## TASK DIRECTIONS
Nothing in the entries may be altered; copy them all exactly.

"""

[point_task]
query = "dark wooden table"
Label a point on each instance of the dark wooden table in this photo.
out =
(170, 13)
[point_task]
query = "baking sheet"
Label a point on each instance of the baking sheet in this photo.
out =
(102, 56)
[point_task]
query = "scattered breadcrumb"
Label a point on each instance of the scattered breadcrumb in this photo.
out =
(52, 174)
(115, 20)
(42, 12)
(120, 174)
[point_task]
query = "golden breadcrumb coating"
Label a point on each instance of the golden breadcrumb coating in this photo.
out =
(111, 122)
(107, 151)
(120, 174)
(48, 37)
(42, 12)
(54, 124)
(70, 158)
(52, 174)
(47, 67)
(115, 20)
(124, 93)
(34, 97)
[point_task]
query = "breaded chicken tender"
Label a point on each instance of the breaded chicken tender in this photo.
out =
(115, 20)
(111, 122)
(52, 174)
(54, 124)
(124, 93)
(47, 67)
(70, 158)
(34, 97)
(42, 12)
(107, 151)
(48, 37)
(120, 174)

"""

## RESPONSE TO THE EXERCISE
[point_task]
query = "dark wooden table"
Label a point on each instance of the dark wooden table in this photo.
out =
(170, 13)
[point_task]
query = "baking sheet"
Label a point on each instance of the baking sheet in this photo.
out =
(102, 56)
[point_task]
query = "scattered breadcrumb"
Label a point on each instance of the scattered breadcrumb in this photo.
out =
(52, 174)
(115, 20)
(42, 12)
(120, 174)
[point_task]
query = "golden breadcrumb coating"
Label a point on each instance of the golden breadcrumb coating in this photo.
out =
(111, 122)
(107, 151)
(120, 174)
(48, 37)
(42, 12)
(54, 124)
(70, 158)
(52, 174)
(47, 67)
(115, 20)
(124, 93)
(34, 97)
[point_task]
query = "breaded chicken tender"
Label a point on each instance of the breaded chicken tender in this photo.
out =
(115, 20)
(111, 122)
(52, 174)
(54, 124)
(124, 93)
(47, 67)
(70, 158)
(34, 97)
(42, 12)
(107, 151)
(48, 37)
(120, 174)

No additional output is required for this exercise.